| Directions for this task |
Copy every line of the listing below, starting with the line that contains "Pick out the piano lid" and continuing through the end of the listing, including both ends. Reproduce each line without any change.

Entries from a point annotation set

----------

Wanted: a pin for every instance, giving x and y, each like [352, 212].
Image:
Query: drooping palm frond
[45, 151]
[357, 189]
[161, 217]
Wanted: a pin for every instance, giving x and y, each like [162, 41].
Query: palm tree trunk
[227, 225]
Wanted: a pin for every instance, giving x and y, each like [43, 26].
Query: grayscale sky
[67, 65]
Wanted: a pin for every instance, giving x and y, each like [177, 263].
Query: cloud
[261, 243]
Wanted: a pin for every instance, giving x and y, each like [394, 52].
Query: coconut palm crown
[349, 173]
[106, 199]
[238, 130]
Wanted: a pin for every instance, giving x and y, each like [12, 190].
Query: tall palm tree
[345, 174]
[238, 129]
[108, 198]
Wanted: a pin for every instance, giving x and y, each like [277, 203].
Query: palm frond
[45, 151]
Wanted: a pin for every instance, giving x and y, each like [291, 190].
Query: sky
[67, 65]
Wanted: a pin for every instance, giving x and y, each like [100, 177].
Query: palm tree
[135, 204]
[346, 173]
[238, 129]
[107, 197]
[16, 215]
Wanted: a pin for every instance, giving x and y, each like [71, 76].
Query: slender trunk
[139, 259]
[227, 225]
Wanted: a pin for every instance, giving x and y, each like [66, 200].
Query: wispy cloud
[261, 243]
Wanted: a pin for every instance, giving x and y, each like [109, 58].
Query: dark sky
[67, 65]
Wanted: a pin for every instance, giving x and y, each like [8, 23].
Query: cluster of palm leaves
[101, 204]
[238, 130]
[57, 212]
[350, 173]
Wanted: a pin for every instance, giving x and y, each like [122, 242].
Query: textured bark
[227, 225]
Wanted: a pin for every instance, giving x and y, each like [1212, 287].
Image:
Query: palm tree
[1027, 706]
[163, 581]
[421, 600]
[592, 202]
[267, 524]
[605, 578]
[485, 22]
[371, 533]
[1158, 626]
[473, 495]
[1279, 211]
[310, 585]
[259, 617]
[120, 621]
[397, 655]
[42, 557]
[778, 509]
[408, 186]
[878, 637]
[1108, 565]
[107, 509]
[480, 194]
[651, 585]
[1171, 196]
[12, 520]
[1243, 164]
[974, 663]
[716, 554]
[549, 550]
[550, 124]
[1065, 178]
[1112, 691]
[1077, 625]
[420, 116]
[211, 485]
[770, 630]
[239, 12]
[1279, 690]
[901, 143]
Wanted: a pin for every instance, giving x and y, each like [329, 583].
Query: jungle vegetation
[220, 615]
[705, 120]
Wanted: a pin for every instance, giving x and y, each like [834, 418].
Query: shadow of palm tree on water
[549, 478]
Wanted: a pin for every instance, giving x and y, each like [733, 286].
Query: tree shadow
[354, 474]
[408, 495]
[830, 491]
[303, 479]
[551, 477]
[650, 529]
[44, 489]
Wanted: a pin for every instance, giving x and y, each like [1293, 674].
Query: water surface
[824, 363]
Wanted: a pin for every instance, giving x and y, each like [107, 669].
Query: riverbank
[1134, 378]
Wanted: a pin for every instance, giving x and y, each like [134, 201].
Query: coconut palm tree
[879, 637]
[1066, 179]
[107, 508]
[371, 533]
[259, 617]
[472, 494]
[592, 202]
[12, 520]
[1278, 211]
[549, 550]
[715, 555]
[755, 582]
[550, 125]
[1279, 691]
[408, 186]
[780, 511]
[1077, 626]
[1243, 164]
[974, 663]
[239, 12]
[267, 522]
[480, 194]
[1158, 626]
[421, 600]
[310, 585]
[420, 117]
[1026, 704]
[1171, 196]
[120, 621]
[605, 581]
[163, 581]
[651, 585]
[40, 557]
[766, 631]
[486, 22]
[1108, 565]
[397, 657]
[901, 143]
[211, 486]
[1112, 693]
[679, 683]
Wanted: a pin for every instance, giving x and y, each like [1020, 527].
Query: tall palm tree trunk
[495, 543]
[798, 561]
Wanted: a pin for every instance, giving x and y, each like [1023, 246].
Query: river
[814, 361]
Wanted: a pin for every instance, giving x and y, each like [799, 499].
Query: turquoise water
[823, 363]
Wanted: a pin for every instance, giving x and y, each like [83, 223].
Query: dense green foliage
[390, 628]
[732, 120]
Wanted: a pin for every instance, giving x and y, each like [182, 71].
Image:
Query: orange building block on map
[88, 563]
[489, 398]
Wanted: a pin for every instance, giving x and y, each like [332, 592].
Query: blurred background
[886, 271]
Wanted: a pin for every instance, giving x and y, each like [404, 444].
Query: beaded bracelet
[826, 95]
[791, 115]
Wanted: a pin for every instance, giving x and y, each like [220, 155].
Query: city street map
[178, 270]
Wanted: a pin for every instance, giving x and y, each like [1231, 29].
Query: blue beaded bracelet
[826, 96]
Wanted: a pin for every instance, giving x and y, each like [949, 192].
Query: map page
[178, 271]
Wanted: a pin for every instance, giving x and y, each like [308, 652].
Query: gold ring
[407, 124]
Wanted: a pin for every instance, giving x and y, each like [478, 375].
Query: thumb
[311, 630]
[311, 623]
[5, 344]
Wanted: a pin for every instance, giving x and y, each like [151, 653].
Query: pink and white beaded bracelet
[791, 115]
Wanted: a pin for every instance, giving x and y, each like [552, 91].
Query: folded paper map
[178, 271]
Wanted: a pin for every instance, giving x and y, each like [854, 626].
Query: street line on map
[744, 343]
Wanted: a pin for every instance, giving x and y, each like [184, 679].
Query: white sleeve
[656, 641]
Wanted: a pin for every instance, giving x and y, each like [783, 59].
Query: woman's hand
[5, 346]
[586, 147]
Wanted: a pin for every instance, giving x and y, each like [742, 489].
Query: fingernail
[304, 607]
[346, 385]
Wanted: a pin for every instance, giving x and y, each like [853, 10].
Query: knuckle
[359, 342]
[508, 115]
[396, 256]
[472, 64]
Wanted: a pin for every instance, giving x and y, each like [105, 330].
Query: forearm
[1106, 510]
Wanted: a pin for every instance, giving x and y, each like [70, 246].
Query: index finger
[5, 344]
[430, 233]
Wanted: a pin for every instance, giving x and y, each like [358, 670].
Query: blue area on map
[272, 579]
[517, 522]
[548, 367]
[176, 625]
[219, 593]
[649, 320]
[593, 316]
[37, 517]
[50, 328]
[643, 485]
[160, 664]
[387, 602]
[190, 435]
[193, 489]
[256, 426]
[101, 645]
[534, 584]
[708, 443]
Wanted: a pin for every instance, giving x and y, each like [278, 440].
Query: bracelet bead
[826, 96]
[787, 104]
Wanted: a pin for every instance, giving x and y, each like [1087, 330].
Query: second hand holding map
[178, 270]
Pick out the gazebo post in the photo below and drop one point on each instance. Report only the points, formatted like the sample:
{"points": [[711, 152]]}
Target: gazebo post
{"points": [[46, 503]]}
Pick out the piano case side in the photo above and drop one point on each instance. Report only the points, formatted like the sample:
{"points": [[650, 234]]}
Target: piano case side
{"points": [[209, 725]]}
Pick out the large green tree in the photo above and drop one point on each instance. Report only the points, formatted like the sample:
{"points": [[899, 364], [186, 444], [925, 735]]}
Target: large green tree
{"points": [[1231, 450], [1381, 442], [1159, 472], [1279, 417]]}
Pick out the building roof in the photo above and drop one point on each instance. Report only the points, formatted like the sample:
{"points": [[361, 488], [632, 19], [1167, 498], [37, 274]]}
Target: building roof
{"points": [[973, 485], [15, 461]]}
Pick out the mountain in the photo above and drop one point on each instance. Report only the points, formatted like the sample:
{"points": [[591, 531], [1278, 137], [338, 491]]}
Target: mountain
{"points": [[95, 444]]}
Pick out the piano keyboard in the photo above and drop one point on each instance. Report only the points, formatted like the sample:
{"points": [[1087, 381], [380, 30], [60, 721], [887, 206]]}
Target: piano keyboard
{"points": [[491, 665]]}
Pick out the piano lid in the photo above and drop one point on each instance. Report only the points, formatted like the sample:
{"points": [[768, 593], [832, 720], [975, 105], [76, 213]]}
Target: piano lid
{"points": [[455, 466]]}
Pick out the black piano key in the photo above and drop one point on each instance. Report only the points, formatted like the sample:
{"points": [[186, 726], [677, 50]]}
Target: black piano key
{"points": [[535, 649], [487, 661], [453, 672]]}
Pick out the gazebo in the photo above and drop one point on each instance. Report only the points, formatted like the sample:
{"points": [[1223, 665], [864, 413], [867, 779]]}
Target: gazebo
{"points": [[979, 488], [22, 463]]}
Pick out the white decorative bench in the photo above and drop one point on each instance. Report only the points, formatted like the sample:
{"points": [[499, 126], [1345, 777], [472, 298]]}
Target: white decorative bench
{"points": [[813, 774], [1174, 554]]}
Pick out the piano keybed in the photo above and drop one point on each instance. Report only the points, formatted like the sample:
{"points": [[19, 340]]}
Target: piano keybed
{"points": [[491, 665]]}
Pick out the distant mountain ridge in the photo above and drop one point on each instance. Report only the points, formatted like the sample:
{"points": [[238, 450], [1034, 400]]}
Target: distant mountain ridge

----------

| Finished answer |
Pick out the piano lid in the photo above and drop one point on each instance. Report only the points, formatted like the sample:
{"points": [[768, 593], [832, 720], [975, 105], [76, 213]]}
Target: piano lid
{"points": [[455, 466]]}
Pick out the black piano key in the photo above and drop one point on each instance. Report only the points, formatted like the sample:
{"points": [[186, 726], [677, 50]]}
Target: black piano key
{"points": [[535, 649], [487, 661], [453, 672]]}
Pick out the gazebo in the photo above and drop one point on each instance. Report only the points, formatted like the sample:
{"points": [[1223, 665], [864, 413], [867, 779]]}
Target: gazebo
{"points": [[979, 488], [22, 463]]}
Pick out the white decorative bench in the photo above and drop one point on each instance. Report only the points, formatted like the sample:
{"points": [[499, 126], [1345, 777], [472, 298]]}
Target: white decorative bench
{"points": [[813, 774], [1174, 554]]}
Pick out the piano keybed in the photo above and drop one point on each instance. Report only the points, formatted like the sample:
{"points": [[19, 340]]}
Target: piano keybed
{"points": [[491, 665]]}
Pick out the distant mountain ridge in the photo above and drop one point on each instance. Report only the points, formatted like the sample:
{"points": [[238, 450], [1034, 400]]}
Target: distant mountain ridge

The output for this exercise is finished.